__DOCUMENT SEGMENT__.
╭──
Meeting and staying with four other adults in a lived-in isolated house at the foot of the Galtee mountains. Food, drink, table games and conversation, recitation and song. And more of same. An evening walk of a couple of miles each day, weather permitting). Ladies do the cooking and men do the washing up and pouring drinks. Worked well in 2007!


----------



## Holtend82 (11 Dec 2009)

Ba humbug !!
Spending it at home !!


----------



## AlastairSC (21 Dec 2009)

We're also thinking of our nearest mountain top with a close group of friends and family, flasks of a (medicinal) hot drink and a few munchies. Our own countdown, look at the stars, hugs (!!) and the first walk of the new year back down. Will post how it goes.


----------



## johnd (21 Dec 2009)

In bed, blankets over the head - depressed - thinking everyone else is out having fun. End of another bloody year


----------



## Teatime (21 Dec 2009)
╰──
__REQUIRED ACTION 1__.
Write out the forum thread word for word, everything from "We're also thinking" down to "how it goes.".
__REQUIRED ACTION 2__.
According to the forum thread, how long is the evening walk taken each day at the house at the foot of the Galtee mountains?

__RECORD SET__.
╭──
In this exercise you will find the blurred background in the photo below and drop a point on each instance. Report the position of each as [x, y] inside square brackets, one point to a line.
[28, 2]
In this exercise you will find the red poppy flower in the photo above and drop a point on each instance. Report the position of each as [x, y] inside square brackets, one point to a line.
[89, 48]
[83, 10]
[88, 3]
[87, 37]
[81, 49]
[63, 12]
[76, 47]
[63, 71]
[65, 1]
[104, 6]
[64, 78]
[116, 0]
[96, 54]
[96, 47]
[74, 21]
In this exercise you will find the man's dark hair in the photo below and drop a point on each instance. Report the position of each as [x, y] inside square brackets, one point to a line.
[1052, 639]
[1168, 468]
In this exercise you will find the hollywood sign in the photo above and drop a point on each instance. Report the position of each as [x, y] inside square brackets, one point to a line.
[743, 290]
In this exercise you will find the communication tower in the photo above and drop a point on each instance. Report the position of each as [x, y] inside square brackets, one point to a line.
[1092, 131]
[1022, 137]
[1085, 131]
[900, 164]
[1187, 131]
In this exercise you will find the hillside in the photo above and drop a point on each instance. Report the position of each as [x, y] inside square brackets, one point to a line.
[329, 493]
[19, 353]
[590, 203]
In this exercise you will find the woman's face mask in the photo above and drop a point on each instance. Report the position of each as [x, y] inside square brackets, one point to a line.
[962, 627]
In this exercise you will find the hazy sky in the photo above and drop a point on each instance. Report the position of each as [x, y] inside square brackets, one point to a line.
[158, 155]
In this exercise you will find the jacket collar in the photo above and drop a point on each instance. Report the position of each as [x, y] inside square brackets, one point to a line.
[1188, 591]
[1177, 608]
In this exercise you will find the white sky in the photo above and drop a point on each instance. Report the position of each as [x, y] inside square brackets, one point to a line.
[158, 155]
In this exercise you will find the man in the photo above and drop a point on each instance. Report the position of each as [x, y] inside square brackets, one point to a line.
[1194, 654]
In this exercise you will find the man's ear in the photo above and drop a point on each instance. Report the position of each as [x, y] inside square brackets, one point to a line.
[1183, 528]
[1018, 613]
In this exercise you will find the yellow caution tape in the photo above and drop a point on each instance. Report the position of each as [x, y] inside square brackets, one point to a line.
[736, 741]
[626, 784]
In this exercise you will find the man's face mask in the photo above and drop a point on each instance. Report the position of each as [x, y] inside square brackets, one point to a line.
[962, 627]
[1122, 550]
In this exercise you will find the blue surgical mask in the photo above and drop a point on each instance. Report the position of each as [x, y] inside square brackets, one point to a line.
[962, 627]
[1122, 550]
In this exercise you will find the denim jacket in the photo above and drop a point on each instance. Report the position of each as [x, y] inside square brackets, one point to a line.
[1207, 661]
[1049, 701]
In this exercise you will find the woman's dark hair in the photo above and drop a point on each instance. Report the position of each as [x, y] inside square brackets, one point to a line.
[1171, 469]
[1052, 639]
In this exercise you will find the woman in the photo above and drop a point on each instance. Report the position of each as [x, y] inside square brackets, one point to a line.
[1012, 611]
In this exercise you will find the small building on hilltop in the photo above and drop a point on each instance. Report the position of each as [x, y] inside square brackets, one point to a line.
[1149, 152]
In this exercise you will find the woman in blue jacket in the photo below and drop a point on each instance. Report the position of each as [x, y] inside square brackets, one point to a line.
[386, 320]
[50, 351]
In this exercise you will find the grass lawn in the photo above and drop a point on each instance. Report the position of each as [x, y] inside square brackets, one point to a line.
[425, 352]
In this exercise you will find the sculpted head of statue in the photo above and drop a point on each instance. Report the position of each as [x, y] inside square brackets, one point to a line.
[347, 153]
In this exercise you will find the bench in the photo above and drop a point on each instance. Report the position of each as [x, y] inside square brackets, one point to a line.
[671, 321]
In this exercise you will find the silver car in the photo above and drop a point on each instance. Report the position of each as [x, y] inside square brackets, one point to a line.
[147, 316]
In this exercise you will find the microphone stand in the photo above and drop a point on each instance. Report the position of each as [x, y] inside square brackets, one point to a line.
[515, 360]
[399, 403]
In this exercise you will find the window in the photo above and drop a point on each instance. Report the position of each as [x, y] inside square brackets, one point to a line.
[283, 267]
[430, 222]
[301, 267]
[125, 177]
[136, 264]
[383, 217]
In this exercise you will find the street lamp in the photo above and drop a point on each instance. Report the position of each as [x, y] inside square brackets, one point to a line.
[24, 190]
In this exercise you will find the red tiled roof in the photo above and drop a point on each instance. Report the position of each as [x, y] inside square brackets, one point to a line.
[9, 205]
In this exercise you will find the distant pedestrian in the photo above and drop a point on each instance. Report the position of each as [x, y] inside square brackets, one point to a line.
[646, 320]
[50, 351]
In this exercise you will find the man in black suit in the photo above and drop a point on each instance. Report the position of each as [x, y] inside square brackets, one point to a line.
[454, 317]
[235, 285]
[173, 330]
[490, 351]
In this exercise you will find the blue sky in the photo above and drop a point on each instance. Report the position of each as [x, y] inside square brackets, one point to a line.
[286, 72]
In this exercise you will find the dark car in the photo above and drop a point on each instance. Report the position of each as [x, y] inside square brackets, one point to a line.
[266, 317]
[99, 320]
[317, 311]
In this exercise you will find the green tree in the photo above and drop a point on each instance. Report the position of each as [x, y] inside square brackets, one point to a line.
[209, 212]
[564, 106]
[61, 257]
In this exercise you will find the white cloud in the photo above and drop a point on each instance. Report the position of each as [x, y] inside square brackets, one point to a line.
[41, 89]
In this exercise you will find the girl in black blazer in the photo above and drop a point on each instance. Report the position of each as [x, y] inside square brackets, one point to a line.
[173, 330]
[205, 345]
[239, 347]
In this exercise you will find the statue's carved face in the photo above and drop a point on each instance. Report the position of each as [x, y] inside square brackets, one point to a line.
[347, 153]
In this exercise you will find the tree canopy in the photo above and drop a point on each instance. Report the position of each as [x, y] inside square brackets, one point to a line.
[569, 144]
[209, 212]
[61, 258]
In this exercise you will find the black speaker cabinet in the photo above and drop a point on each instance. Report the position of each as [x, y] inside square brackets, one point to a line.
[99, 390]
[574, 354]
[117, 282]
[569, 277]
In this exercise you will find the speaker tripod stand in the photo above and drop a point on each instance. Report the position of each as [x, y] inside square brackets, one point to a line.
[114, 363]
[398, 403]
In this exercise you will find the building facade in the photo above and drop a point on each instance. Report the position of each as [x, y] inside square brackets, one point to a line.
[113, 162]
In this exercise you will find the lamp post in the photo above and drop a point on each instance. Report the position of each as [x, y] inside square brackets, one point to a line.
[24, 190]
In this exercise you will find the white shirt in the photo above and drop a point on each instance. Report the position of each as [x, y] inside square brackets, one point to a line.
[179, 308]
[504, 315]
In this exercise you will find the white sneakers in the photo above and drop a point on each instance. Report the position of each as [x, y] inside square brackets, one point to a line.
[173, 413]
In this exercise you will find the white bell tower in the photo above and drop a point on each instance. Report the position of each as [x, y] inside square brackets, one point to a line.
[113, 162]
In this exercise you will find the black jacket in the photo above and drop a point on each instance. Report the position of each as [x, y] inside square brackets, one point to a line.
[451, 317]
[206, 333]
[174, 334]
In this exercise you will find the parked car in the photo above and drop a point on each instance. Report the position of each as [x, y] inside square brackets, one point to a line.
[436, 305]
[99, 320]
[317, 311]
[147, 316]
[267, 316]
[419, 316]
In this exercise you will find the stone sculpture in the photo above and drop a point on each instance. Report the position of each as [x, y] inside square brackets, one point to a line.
╰──
__WRITTEN SOLUTION 1__.
We're also thinking of our nearest mountain top with a close group of friends and family, flasks of a (medicinal) hot drink and a few munchies. Our own countdown, look at the stars, hugs (!!) and the first walk of the new year back down. Will post how it goes.

__WRITTEN SOLUTION 2__.
A couple of miles, weather permitting.